# WHAT IS ASKED
Rewrite the records below as a Markdown table with the columns Row and Record line, giving each line its own numbered row. Leave out blank lines and the pictures.

** start DATASET EXTRACT **

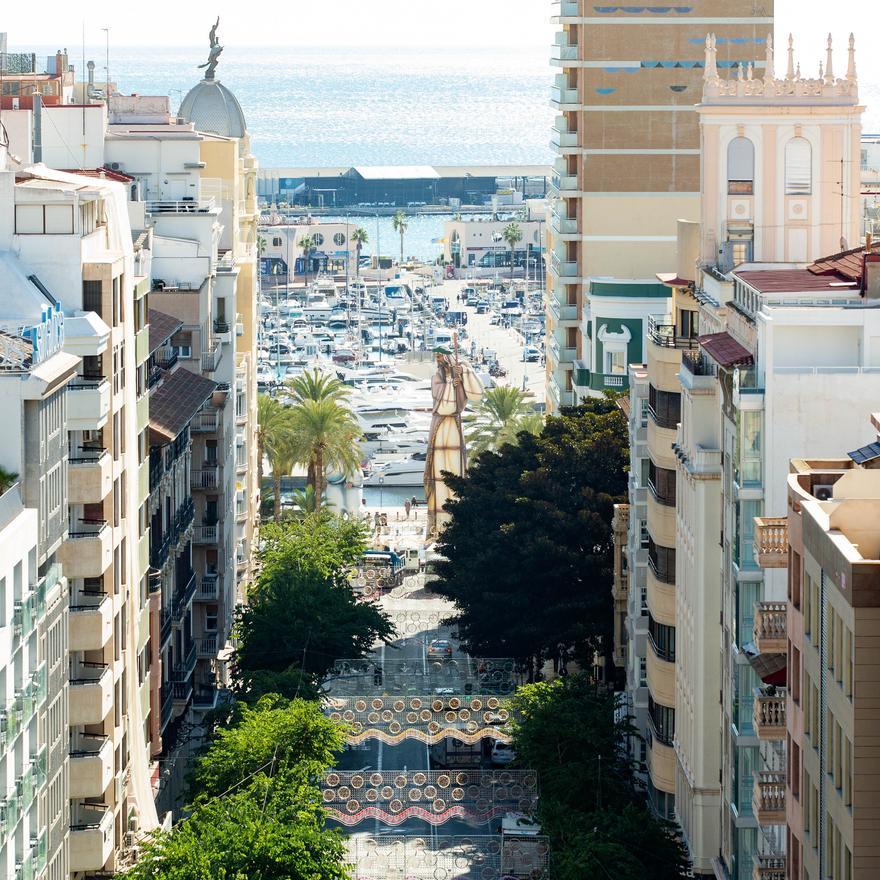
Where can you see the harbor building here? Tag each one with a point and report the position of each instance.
(627, 144)
(34, 739)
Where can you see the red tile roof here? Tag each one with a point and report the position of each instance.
(724, 349)
(795, 281)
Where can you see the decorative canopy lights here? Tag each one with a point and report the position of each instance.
(393, 796)
(425, 719)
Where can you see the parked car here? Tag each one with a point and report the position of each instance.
(502, 753)
(440, 649)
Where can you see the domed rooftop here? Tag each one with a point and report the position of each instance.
(211, 107)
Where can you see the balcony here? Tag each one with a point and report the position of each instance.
(91, 693)
(180, 206)
(565, 98)
(206, 421)
(769, 867)
(91, 766)
(665, 336)
(88, 404)
(208, 589)
(206, 534)
(88, 550)
(768, 799)
(91, 621)
(771, 635)
(211, 359)
(205, 478)
(771, 541)
(89, 475)
(91, 838)
(769, 714)
(208, 647)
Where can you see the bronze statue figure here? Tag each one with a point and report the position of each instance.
(213, 53)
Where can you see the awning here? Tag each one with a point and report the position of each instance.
(162, 328)
(725, 350)
(176, 401)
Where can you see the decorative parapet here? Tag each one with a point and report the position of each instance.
(826, 88)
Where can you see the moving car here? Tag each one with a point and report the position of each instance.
(502, 753)
(440, 649)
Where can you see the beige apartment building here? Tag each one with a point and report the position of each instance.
(627, 141)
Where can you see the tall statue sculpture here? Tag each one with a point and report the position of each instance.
(452, 386)
(213, 52)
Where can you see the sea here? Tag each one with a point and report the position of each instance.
(365, 106)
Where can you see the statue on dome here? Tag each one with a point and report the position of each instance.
(213, 52)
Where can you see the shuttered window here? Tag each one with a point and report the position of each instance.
(798, 170)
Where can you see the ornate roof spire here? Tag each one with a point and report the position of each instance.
(710, 69)
(851, 65)
(829, 64)
(769, 72)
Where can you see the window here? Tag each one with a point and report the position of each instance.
(662, 561)
(665, 407)
(798, 167)
(662, 639)
(740, 167)
(661, 482)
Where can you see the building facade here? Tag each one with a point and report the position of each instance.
(627, 142)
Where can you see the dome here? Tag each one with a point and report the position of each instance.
(211, 107)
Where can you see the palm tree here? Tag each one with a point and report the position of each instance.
(307, 243)
(315, 385)
(501, 414)
(360, 238)
(7, 479)
(328, 435)
(513, 236)
(399, 222)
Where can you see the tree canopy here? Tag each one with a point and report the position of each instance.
(302, 614)
(528, 551)
(591, 806)
(258, 813)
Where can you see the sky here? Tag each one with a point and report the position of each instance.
(486, 24)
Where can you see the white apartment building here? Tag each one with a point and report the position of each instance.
(34, 372)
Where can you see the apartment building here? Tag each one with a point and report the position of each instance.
(72, 232)
(824, 798)
(628, 147)
(34, 374)
(636, 685)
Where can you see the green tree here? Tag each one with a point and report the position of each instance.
(400, 223)
(499, 416)
(271, 737)
(273, 830)
(302, 614)
(512, 234)
(360, 238)
(592, 807)
(529, 550)
(307, 245)
(329, 434)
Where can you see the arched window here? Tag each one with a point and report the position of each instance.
(741, 167)
(798, 167)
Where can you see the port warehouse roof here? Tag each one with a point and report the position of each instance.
(409, 172)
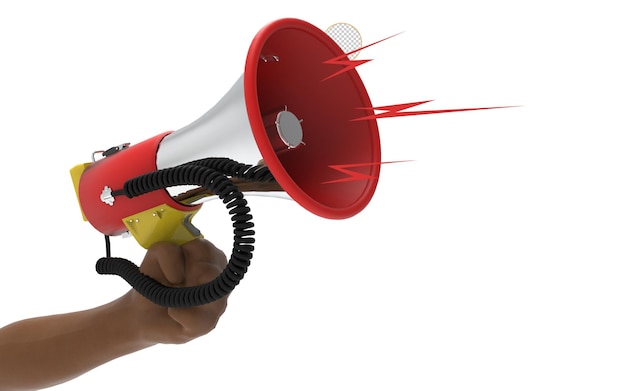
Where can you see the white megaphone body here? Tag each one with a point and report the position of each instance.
(284, 110)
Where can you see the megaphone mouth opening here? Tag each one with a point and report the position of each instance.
(303, 121)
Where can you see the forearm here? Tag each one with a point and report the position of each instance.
(42, 352)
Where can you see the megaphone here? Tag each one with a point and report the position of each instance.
(292, 110)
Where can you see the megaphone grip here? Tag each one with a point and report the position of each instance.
(199, 173)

** end DATASET EXTRACT **

# ANSWER TO THE EXERCISE
| Row | Record line |
|---|---|
| 1 | Where can you see the harbor building here? Tag each one with a point and report the position of each instance. |
| 2 | (627, 144) |
| 3 | (34, 739) |
| 4 | Where can you see the red tile roof here? Tag each one with a point and report the position of each instance. |
| 5 | (724, 349) |
| 6 | (795, 281) |
| 7 | Where can you see the decorative canopy lights here? Tag each one with a point and report the position of each instance. |
| 8 | (393, 796) |
| 9 | (425, 719) |
| 10 | Where can you see the parked car here? Tag each one with a point and report the position of each instance. |
| 11 | (502, 753) |
| 12 | (440, 649) |
| 13 | Where can you see the domed rooftop here? Tag each one with a point and report the position of each instance. |
| 14 | (211, 107) |
| 15 | Where can you see the balcony here? Tag each one with a point and report the position of each instance. |
| 16 | (91, 693) |
| 17 | (180, 206) |
| 18 | (565, 98) |
| 19 | (206, 421) |
| 20 | (769, 867) |
| 21 | (91, 766) |
| 22 | (665, 336) |
| 23 | (88, 404) |
| 24 | (208, 589) |
| 25 | (206, 534) |
| 26 | (88, 550) |
| 27 | (768, 799) |
| 28 | (91, 621) |
| 29 | (771, 635) |
| 30 | (211, 359) |
| 31 | (205, 478) |
| 32 | (771, 541) |
| 33 | (89, 475) |
| 34 | (91, 838) |
| 35 | (769, 714) |
| 36 | (208, 647) |
| 37 | Where can you see the bronze statue figure here? Tag each one with a point and report the position of each instance. |
| 38 | (213, 53) |
| 39 | Where can you see the awning here? Tag each one with a point and report the position of each instance. |
| 40 | (162, 328) |
| 41 | (725, 350) |
| 42 | (176, 401) |
| 43 | Where can you see the decorative parapet here? Tag each one with a point and report the position of each instance. |
| 44 | (826, 88) |
| 45 | Where can you see the moving car here? Tag each one with a point and report the position of each instance. |
| 46 | (502, 753) |
| 47 | (440, 649) |
| 48 | Where can you see the beige apartment building here? Tag each one with a point and report the position of each instance. |
| 49 | (627, 141) |
| 50 | Where can you see the tall statue sculpture here? Tag each one with a point and report the position of each instance. |
| 51 | (452, 386) |
| 52 | (213, 52) |
| 53 | Where can you see the sea here? Tag each one with a point and report the position of each instance. |
| 54 | (365, 106) |
| 55 | Where can you see the statue on dome here? Tag each one with a point and report the position of each instance. |
| 56 | (213, 52) |
| 57 | Where can you see the shuttered window here? Tag each one with a point and report the position of each instance. |
| 58 | (798, 170) |
| 59 | Where can you see the ornate roof spire here? Tag each one with a point and report the position of each instance. |
| 60 | (710, 69) |
| 61 | (851, 65) |
| 62 | (829, 64) |
| 63 | (769, 72) |
| 64 | Where can you see the window here? Tag each one with a point and report the position of each instance. |
| 65 | (662, 561) |
| 66 | (665, 407) |
| 67 | (798, 167) |
| 68 | (662, 639) |
| 69 | (740, 167) |
| 70 | (661, 482) |
| 71 | Where can you see the building facade here? Tag each one with a point and report the position of each instance. |
| 72 | (627, 142) |
| 73 | Where can you see the dome here? Tag each one with a point and report the position of each instance. |
| 74 | (211, 107) |
| 75 | Where can you see the palm tree here? Tag each one with a point and report the position of each instance. |
| 76 | (307, 243) |
| 77 | (315, 385) |
| 78 | (501, 414) |
| 79 | (360, 238) |
| 80 | (7, 479) |
| 81 | (328, 435) |
| 82 | (513, 236) |
| 83 | (399, 222) |
| 84 | Where can you see the tree canopy here? Tag each one with a point and report the position of each instance. |
| 85 | (302, 614) |
| 86 | (528, 551) |
| 87 | (591, 806) |
| 88 | (258, 813) |
| 89 | Where can you see the sky here? Tag each one with a point and report the position of each instance. |
| 90 | (486, 24) |
| 91 | Where can you see the white apartment building here? Tag each one with a point and report the position of each instance. |
| 92 | (34, 372) |
| 93 | Where can you see the apartment building here? Tag each one with a point and report the position of each instance. |
| 94 | (72, 232) |
| 95 | (824, 798) |
| 96 | (628, 147) |
| 97 | (34, 374) |
| 98 | (636, 685) |
| 99 | Where can you see the green tree here? Tag each one with a point and report the position of each instance. |
| 100 | (400, 223) |
| 101 | (499, 416) |
| 102 | (271, 737) |
| 103 | (273, 830) |
| 104 | (302, 614) |
| 105 | (512, 234) |
| 106 | (360, 238) |
| 107 | (592, 807) |
| 108 | (529, 550) |
| 109 | (307, 245) |
| 110 | (329, 434) |
| 111 | Where can you see the arched window here? Tag each one with a point and report the position of each instance. |
| 112 | (741, 167) |
| 113 | (798, 167) |
| 114 | Where can you see the port warehouse roof here? Tag each one with a point and report the position of each instance. |
| 115 | (409, 172) |
| 116 | Where can you see the white megaphone body here? Tag each one with a point and report the position of each instance. |
| 117 | (284, 110) |
| 118 | Where can you see the megaphone mouth opening here? Tag each one with a point and report the position of each instance. |
| 119 | (303, 121) |
| 120 | Where can you see the forearm here? Tag each one with a point and report the position of each instance. |
| 121 | (42, 352) |
| 122 | Where can you see the megaphone here? Tag each one with a point and report the position of each instance. |
| 123 | (292, 110) |
| 124 | Where can you see the megaphone grip here? Tag each one with a point and report the position of each instance. |
| 125 | (199, 173) |